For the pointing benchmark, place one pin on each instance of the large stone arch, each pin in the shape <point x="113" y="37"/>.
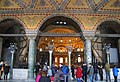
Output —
<point x="66" y="16"/>
<point x="76" y="27"/>
<point x="103" y="27"/>
<point x="104" y="20"/>
<point x="16" y="19"/>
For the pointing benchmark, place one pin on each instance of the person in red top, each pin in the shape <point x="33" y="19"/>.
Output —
<point x="78" y="74"/>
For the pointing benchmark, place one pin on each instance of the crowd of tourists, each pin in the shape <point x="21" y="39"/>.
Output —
<point x="84" y="72"/>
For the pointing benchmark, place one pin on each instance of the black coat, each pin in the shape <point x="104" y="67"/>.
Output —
<point x="44" y="79"/>
<point x="6" y="69"/>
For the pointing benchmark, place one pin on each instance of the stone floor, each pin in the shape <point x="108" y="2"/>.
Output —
<point x="34" y="81"/>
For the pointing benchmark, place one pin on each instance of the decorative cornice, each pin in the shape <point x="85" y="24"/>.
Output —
<point x="98" y="6"/>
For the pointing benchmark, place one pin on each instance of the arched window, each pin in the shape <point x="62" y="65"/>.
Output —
<point x="61" y="60"/>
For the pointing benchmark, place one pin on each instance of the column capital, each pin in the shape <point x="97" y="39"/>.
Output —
<point x="31" y="34"/>
<point x="89" y="34"/>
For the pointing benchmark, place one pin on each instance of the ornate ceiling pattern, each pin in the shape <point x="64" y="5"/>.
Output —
<point x="84" y="11"/>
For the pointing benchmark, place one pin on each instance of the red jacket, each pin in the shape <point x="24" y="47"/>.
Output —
<point x="78" y="72"/>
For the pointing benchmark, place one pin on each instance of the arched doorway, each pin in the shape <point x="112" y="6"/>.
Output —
<point x="10" y="28"/>
<point x="107" y="33"/>
<point x="60" y="28"/>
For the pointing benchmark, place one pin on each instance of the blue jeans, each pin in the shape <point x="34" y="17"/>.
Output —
<point x="78" y="80"/>
<point x="91" y="78"/>
<point x="108" y="76"/>
<point x="95" y="76"/>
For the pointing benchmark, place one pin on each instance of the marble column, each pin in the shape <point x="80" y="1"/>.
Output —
<point x="50" y="48"/>
<point x="69" y="60"/>
<point x="119" y="45"/>
<point x="50" y="58"/>
<point x="31" y="58"/>
<point x="1" y="41"/>
<point x="87" y="52"/>
<point x="69" y="48"/>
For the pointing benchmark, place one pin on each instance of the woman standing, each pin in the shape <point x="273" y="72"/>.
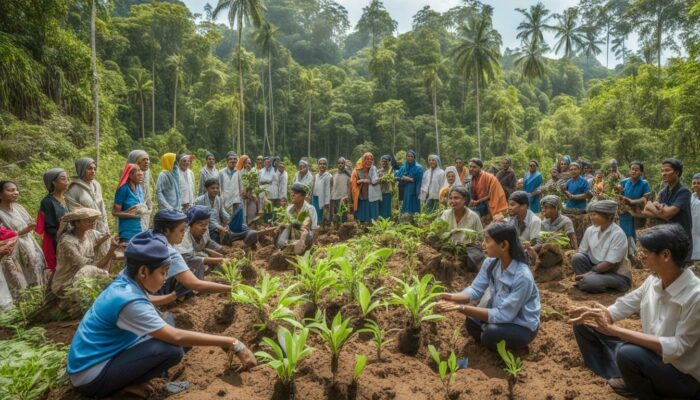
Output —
<point x="433" y="181"/>
<point x="85" y="191"/>
<point x="410" y="177"/>
<point x="27" y="255"/>
<point x="635" y="192"/>
<point x="366" y="194"/>
<point x="122" y="342"/>
<point x="387" y="163"/>
<point x="51" y="210"/>
<point x="168" y="185"/>
<point x="531" y="184"/>
<point x="129" y="204"/>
###
WORK TO BE COMPLETED:
Take the line with "of the woman" as the first line and the last line of the records above as the final one; reproduce exactly the lines between them, both included, without pictures.

RESULT:
For the pointing benchmark, place one pin on each instance of the woman standing, each pin in the shape <point x="273" y="72"/>.
Output —
<point x="433" y="181"/>
<point x="85" y="191"/>
<point x="410" y="177"/>
<point x="27" y="255"/>
<point x="635" y="192"/>
<point x="366" y="194"/>
<point x="122" y="342"/>
<point x="387" y="163"/>
<point x="51" y="210"/>
<point x="168" y="185"/>
<point x="531" y="184"/>
<point x="129" y="204"/>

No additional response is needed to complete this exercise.